▸ **LISTED ENTRIES**:
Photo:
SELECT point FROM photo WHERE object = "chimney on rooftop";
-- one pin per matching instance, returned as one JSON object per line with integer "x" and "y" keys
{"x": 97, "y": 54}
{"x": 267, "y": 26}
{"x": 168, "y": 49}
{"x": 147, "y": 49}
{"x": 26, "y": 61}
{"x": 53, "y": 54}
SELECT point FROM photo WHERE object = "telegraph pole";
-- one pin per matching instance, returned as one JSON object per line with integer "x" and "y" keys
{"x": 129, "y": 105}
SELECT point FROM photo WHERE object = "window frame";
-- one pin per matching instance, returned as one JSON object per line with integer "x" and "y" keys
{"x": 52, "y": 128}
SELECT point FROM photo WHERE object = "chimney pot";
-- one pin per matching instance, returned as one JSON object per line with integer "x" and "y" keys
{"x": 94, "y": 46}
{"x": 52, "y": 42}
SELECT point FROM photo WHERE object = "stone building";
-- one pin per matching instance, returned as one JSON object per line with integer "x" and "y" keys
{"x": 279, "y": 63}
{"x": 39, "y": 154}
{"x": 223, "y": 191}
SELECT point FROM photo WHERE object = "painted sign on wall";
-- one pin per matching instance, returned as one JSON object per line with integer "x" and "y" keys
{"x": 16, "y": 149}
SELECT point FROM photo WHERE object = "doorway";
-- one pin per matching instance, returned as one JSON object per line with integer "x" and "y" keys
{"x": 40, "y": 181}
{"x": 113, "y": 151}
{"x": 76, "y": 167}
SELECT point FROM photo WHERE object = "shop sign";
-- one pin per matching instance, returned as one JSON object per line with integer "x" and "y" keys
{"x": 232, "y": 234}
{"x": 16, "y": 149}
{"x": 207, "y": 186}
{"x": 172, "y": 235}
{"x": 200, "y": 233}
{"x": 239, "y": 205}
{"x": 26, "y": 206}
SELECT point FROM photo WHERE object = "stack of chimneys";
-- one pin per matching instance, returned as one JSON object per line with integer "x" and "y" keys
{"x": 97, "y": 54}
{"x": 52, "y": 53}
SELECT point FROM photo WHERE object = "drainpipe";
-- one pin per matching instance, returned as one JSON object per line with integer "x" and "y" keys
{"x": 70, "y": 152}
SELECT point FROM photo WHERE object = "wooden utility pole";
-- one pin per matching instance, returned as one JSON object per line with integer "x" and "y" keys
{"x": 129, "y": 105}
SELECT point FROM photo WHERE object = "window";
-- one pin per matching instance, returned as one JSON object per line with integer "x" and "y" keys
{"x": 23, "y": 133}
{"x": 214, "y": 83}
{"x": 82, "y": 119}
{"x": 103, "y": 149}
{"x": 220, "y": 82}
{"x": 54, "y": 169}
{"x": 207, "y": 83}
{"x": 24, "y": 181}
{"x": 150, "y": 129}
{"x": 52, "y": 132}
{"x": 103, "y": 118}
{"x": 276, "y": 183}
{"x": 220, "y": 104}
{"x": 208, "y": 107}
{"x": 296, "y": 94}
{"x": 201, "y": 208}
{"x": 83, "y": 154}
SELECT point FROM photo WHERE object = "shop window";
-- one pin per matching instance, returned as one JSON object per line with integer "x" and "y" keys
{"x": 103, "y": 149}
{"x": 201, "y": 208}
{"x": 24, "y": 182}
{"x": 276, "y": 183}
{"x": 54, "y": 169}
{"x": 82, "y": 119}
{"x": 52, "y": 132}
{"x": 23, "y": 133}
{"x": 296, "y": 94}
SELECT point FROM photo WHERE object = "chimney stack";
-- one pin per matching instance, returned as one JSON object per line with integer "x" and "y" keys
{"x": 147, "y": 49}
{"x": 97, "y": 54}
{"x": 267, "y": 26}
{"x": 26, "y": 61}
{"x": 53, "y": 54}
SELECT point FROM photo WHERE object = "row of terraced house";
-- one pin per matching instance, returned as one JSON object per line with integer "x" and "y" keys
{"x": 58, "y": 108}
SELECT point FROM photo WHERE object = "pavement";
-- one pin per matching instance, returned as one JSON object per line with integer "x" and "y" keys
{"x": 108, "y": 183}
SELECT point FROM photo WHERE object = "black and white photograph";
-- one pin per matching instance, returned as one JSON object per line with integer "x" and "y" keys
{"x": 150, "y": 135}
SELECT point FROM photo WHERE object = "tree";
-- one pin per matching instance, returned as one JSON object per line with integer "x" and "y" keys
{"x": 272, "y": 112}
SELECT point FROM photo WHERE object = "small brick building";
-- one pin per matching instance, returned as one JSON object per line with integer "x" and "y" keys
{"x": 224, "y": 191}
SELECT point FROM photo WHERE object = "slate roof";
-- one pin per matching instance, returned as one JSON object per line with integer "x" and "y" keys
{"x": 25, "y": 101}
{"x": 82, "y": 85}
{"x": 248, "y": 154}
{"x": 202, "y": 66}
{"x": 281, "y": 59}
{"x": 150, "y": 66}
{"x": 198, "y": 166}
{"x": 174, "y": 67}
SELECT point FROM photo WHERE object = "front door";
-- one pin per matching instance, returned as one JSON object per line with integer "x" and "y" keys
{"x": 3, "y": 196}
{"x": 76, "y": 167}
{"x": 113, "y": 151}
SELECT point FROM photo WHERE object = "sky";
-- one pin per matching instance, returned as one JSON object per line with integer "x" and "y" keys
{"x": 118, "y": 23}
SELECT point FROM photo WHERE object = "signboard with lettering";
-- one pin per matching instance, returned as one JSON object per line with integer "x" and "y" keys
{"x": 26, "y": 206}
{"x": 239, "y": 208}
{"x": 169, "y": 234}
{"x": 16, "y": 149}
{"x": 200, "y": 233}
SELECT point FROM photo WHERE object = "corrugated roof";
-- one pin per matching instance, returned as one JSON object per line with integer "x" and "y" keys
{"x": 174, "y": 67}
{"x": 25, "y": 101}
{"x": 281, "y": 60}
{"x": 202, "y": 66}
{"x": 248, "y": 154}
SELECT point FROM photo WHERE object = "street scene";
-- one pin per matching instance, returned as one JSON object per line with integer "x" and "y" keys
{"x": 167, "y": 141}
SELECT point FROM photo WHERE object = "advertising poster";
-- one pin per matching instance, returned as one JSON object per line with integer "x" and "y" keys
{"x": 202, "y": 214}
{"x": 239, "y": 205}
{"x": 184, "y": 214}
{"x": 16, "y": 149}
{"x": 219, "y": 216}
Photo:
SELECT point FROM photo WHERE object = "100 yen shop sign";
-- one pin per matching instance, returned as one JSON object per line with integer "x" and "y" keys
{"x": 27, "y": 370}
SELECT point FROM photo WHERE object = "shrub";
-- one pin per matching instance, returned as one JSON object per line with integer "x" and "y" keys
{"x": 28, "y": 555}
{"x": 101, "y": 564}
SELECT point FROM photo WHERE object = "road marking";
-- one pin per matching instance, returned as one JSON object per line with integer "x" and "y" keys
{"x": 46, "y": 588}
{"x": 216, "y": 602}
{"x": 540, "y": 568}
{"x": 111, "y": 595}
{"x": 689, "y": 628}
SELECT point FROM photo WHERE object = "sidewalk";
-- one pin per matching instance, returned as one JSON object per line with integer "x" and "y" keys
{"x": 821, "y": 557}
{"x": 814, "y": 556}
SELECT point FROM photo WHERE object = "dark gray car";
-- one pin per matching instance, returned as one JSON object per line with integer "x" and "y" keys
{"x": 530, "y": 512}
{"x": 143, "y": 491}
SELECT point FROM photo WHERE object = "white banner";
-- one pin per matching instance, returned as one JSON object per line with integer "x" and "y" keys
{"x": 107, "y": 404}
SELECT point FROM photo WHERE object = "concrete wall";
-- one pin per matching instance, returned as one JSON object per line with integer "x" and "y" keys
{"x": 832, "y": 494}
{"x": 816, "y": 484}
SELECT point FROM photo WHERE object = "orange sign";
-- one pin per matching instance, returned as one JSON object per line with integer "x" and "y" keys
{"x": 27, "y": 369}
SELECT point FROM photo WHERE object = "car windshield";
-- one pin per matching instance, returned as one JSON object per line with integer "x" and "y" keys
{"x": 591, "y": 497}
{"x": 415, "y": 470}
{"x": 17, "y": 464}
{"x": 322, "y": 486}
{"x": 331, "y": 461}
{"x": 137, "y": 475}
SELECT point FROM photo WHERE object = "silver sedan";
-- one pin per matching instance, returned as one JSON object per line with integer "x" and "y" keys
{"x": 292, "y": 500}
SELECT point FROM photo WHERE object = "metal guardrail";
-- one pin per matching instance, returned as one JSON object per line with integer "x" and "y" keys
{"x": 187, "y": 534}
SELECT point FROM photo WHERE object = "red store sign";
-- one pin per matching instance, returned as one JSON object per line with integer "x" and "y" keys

▸ **WORK TO BE COMPLETED**: Lines that include the word "stack" are to be extracted from the data above.

▸ **WRITTEN SOLUTION**:
SELECT point FROM photo WHERE object = "stack of chimneys";
SELECT point FROM photo WHERE object = "chimney stack";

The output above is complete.